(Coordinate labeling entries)
— BEGIN —
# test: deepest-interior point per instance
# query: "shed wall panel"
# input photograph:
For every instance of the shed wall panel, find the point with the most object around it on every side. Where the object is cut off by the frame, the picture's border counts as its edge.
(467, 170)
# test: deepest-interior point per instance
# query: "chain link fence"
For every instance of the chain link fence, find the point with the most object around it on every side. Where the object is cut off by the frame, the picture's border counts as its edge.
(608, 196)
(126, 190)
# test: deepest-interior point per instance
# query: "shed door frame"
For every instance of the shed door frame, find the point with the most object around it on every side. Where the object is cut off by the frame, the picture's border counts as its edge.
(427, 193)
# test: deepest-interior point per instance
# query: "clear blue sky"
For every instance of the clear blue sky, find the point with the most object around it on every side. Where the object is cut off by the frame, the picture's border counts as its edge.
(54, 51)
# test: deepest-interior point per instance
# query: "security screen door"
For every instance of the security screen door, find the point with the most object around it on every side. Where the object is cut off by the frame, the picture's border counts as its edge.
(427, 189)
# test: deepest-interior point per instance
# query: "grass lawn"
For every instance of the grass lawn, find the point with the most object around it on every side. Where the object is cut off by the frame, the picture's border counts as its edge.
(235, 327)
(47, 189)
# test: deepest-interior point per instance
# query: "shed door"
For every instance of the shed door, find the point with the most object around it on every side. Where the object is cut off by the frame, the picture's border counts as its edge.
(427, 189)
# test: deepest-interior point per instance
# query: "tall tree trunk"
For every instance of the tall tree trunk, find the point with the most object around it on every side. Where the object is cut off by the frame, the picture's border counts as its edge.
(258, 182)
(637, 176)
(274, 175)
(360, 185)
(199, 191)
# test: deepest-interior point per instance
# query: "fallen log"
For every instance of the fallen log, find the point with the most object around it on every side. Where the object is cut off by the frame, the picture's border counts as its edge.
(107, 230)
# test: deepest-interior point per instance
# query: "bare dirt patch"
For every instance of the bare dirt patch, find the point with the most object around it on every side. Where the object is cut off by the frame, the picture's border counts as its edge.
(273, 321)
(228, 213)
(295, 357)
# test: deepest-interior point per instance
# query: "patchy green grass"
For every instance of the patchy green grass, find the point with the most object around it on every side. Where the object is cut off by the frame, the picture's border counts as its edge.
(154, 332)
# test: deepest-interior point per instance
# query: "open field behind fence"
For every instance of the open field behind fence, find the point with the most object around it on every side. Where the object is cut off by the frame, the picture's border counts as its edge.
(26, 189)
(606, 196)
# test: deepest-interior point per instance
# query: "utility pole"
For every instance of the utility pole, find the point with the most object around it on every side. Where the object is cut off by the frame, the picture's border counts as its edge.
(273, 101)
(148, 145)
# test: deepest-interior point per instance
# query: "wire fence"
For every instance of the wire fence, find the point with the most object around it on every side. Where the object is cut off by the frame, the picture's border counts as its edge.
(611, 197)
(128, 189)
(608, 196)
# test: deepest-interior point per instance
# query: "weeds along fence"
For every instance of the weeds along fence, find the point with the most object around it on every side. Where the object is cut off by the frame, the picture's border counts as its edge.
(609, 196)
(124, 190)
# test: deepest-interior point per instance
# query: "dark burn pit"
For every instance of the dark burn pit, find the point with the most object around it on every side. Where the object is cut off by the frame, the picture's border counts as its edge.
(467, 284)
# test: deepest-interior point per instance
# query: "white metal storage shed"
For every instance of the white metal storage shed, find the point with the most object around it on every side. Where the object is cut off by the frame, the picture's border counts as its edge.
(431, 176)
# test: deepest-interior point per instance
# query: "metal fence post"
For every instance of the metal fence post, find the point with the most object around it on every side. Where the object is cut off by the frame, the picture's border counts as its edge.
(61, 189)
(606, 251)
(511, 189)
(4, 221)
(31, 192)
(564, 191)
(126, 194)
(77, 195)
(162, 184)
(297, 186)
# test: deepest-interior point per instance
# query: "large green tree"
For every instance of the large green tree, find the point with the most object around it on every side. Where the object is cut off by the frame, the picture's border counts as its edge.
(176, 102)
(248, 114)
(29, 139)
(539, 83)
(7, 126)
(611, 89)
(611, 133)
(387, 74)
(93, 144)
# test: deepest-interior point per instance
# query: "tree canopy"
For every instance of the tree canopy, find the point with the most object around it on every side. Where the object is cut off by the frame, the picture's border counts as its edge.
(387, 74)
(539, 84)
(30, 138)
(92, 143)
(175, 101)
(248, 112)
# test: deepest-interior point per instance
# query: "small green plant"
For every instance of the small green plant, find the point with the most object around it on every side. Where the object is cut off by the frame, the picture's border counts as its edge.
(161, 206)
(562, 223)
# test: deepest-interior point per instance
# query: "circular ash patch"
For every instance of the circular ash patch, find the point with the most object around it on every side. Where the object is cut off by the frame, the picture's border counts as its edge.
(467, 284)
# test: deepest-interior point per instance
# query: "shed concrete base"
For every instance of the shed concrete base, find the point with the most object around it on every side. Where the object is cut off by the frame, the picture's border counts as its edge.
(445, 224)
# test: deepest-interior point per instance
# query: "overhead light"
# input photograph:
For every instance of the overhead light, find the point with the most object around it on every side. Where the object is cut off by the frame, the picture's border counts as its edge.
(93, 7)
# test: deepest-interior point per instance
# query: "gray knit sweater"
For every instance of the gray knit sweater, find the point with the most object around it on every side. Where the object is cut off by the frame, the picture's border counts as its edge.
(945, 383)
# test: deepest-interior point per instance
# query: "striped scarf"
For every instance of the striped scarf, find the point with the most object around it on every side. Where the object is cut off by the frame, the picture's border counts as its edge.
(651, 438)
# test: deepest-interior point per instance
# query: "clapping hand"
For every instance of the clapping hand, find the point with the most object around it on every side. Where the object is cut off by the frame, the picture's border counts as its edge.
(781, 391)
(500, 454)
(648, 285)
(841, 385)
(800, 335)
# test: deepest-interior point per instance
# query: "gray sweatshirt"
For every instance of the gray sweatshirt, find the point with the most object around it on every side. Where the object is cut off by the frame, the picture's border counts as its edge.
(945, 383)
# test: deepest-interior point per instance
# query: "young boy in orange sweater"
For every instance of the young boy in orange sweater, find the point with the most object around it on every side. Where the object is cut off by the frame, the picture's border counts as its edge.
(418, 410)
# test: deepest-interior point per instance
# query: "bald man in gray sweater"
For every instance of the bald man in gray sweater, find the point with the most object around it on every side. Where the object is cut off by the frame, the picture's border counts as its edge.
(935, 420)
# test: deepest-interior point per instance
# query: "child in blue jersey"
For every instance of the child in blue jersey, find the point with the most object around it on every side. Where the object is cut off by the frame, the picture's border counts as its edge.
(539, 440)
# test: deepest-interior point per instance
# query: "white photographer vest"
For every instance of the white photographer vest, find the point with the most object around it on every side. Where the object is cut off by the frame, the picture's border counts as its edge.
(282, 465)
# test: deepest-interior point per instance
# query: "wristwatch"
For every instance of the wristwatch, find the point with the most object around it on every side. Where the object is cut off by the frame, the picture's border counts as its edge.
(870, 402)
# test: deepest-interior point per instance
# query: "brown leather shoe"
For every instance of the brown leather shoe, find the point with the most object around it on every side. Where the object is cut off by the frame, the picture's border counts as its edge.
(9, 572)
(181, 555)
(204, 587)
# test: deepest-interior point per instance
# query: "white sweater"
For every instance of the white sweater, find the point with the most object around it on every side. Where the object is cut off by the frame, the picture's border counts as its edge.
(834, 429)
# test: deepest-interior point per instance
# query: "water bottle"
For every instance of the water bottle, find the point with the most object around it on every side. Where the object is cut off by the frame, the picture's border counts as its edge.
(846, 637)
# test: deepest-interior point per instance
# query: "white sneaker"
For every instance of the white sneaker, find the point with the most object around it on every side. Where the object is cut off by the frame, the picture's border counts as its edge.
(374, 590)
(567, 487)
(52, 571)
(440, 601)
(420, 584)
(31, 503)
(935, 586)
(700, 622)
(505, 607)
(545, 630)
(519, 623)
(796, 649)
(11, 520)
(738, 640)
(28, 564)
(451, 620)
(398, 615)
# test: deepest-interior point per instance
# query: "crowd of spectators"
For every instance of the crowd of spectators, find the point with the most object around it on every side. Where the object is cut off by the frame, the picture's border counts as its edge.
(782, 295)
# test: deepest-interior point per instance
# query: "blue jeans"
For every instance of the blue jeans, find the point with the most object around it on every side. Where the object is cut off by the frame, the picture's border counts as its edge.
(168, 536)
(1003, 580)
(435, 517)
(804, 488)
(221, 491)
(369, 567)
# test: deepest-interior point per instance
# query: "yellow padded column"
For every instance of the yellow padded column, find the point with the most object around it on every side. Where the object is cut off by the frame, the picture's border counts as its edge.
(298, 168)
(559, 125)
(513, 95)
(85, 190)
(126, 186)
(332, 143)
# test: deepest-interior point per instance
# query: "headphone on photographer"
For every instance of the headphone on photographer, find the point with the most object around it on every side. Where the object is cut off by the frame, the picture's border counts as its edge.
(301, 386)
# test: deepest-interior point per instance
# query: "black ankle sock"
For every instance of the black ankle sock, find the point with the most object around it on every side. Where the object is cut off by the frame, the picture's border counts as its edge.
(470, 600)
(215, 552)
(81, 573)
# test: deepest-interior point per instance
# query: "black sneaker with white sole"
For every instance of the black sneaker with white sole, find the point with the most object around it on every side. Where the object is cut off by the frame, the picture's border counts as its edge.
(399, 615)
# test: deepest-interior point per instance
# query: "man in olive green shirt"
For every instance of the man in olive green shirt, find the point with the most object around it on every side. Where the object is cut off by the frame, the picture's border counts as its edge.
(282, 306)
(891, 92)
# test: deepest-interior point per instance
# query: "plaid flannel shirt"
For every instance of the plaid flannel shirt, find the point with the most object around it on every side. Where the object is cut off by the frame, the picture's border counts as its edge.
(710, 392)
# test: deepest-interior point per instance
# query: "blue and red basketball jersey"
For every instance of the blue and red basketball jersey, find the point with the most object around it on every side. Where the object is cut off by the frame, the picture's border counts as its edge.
— END —
◆ Exercise details
Tally the lines in the entries above that contain the string "canopy", treating case as significant. Reply with the number only.

◆ Correct output
2